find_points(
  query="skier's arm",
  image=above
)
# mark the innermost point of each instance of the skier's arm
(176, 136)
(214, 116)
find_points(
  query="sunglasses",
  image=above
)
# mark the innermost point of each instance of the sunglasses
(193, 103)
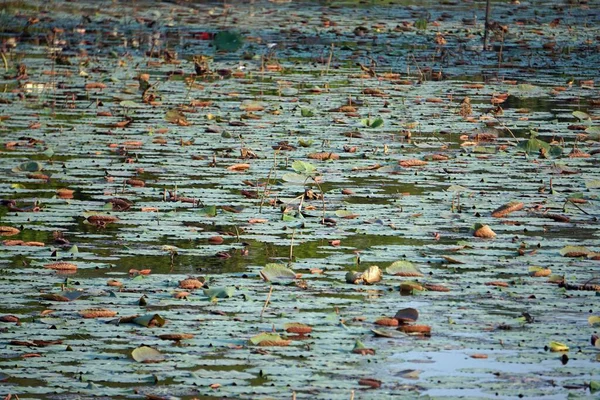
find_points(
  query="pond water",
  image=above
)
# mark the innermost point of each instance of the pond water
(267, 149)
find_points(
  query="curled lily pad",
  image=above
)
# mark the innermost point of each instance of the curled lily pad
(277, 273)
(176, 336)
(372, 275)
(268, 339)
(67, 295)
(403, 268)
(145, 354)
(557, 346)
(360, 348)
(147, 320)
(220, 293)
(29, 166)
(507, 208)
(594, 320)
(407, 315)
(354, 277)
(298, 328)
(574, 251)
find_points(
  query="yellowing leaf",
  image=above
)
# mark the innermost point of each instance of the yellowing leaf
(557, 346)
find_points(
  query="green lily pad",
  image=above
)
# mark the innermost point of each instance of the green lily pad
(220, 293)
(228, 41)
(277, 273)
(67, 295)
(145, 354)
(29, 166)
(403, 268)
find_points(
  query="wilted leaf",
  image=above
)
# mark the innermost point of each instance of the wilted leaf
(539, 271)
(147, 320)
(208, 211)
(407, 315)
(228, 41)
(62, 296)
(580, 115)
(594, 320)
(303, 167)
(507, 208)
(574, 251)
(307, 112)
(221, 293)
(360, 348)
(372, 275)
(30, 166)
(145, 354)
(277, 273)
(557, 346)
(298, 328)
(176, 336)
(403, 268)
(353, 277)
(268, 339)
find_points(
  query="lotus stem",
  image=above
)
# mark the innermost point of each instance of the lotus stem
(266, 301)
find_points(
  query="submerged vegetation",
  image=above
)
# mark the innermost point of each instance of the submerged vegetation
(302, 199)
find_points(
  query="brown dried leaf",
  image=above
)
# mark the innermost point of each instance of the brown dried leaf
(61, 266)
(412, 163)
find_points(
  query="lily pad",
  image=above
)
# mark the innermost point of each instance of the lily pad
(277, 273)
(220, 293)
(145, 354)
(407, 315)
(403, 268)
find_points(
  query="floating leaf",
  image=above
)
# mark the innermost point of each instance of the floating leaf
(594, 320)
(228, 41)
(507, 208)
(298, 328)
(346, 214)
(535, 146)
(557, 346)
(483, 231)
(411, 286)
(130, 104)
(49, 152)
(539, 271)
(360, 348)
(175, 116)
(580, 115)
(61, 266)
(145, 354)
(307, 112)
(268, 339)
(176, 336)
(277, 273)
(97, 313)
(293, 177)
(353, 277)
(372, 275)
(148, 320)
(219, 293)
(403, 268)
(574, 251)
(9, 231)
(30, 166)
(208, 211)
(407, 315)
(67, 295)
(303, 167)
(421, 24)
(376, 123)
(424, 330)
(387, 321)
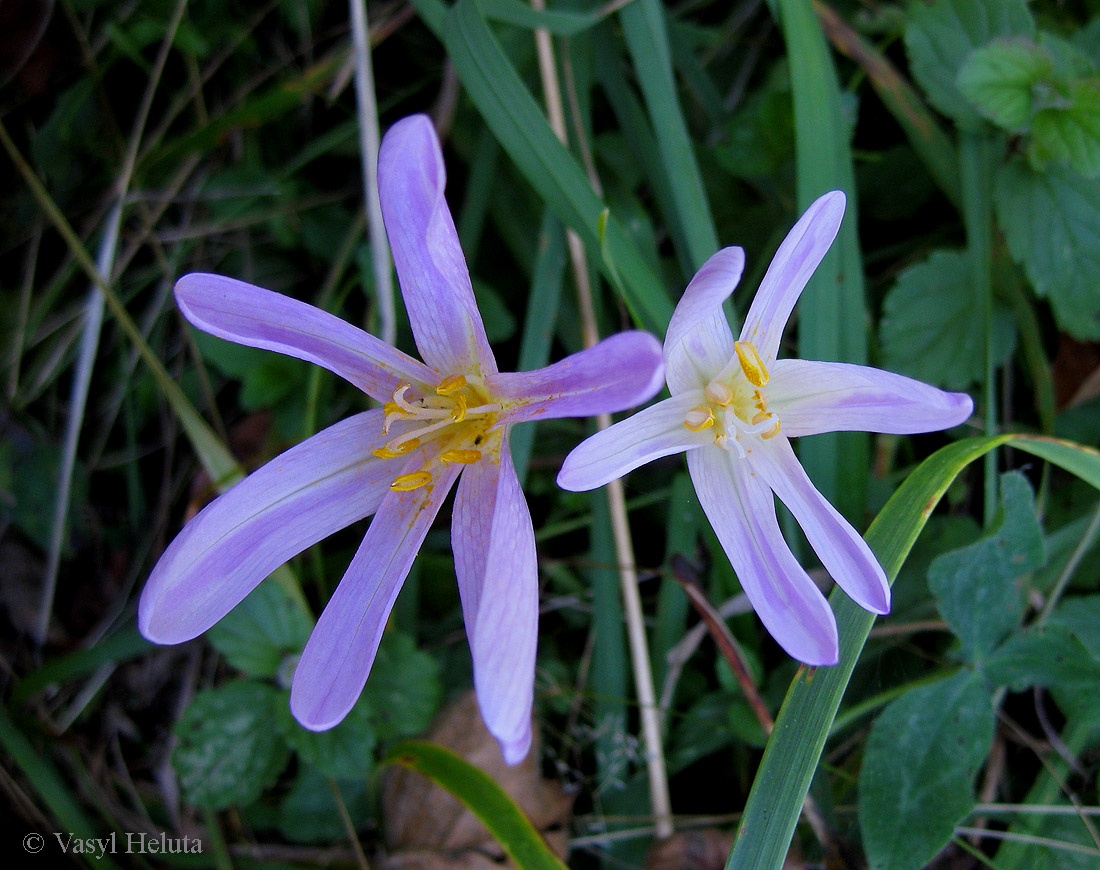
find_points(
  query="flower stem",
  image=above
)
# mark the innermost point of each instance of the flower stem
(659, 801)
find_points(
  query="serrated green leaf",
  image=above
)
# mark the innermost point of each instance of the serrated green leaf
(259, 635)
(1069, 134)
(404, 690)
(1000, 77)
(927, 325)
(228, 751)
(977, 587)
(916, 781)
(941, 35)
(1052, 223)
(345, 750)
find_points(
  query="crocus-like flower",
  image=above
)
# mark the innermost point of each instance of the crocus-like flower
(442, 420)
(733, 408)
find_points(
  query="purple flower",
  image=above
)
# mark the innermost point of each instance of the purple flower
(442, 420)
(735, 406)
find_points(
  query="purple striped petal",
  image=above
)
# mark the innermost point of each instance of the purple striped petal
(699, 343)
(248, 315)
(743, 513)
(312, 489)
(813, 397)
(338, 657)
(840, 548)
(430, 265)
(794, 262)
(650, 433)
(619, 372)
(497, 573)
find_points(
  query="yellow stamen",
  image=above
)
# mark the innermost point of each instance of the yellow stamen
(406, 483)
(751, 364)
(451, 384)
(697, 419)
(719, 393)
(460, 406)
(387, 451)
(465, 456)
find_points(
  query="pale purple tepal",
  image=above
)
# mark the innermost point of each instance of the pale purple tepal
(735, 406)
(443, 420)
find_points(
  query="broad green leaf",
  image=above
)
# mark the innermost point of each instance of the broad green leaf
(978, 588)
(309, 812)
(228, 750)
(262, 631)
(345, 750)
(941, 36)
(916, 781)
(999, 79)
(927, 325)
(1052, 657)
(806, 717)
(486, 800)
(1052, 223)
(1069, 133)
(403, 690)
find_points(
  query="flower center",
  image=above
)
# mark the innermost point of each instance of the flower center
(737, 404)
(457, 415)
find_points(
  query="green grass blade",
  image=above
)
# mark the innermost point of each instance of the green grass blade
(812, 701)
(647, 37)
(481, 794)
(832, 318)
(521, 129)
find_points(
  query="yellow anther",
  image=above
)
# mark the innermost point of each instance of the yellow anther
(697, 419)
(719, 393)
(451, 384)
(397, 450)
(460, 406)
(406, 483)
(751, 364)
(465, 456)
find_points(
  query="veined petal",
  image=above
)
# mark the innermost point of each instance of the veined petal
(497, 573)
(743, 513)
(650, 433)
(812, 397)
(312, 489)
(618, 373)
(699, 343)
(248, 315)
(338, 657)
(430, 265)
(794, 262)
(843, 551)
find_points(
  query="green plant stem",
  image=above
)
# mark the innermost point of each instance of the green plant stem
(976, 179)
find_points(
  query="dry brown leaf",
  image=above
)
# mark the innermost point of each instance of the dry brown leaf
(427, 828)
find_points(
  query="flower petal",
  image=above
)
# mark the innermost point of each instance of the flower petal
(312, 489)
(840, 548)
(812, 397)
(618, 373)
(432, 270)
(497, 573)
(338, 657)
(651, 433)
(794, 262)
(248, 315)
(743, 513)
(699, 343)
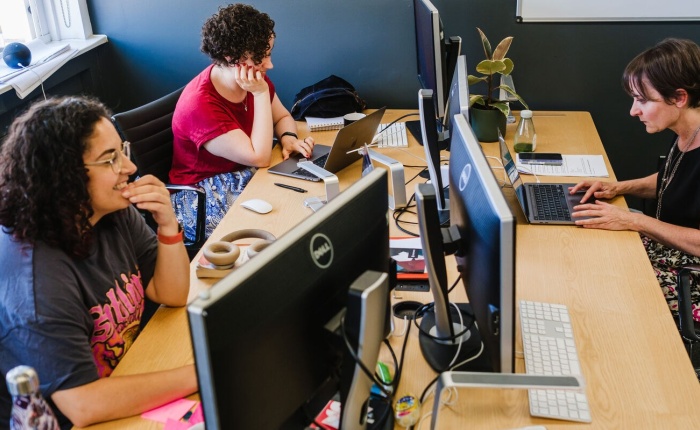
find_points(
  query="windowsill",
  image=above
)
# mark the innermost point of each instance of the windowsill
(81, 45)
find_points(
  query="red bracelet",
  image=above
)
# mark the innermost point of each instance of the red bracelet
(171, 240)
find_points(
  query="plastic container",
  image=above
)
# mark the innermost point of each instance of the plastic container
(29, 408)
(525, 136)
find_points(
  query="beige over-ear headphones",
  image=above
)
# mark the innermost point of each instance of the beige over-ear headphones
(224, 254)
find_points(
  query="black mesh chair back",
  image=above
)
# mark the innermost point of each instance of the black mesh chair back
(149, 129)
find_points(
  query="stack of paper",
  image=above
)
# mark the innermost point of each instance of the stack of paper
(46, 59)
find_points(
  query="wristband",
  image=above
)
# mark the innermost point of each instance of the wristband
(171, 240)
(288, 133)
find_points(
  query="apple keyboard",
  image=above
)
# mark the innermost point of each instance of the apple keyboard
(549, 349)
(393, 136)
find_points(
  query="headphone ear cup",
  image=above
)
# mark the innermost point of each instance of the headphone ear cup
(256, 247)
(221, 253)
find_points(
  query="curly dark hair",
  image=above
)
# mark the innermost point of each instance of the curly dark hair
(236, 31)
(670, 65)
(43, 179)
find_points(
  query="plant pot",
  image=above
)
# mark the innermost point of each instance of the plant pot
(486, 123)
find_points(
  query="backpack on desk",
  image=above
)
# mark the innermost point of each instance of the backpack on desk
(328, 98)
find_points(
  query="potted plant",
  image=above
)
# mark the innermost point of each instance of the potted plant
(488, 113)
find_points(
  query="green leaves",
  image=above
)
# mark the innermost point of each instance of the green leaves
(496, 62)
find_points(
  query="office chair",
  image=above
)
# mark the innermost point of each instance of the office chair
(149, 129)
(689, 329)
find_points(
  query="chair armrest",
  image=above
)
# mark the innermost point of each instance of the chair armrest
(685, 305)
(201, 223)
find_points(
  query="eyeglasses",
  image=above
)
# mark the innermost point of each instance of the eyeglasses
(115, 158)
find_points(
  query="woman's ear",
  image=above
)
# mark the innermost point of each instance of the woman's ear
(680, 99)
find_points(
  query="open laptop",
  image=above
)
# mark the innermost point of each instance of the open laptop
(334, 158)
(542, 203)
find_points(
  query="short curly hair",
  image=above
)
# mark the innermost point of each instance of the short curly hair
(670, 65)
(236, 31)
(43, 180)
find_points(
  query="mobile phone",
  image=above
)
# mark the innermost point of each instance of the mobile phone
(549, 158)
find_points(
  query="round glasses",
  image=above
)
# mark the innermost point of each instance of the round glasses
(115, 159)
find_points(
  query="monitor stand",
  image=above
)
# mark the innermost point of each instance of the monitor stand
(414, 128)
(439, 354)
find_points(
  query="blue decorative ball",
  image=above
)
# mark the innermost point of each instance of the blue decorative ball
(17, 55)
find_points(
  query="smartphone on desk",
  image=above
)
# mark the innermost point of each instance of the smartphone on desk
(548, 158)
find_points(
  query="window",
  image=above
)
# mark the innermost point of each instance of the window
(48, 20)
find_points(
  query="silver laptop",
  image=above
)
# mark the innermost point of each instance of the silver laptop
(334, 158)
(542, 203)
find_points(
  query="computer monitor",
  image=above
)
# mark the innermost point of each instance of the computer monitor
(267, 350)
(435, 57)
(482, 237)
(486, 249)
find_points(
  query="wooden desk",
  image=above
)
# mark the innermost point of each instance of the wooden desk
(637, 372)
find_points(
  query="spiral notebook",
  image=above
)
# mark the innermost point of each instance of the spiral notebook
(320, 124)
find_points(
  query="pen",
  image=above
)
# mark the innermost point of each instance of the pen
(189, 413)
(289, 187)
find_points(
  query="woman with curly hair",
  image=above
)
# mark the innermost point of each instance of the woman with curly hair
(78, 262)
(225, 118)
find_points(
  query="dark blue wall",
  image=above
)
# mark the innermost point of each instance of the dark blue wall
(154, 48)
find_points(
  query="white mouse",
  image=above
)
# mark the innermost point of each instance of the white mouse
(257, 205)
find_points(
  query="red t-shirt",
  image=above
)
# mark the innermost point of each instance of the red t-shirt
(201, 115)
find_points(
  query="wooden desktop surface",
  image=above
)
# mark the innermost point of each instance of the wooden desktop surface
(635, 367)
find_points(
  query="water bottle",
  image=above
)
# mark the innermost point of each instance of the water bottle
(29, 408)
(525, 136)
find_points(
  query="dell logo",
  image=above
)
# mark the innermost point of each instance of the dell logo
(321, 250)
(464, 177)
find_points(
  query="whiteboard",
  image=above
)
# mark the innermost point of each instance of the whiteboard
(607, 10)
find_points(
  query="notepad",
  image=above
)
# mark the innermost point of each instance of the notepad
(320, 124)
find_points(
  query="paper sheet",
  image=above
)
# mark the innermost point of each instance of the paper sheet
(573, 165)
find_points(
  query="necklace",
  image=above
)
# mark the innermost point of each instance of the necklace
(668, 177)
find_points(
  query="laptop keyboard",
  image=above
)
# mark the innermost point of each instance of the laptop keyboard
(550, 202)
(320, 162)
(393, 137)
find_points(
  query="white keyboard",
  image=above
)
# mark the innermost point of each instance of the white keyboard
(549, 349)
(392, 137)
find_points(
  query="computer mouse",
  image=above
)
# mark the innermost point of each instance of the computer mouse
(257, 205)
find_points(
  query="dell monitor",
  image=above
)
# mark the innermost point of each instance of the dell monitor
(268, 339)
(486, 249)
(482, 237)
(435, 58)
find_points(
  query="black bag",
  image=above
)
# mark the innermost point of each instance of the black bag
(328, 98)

### [Task objective]
Please state how many lines of the records contain the string "dark", with case counting, and give only that number.

### [Answer to this task]
4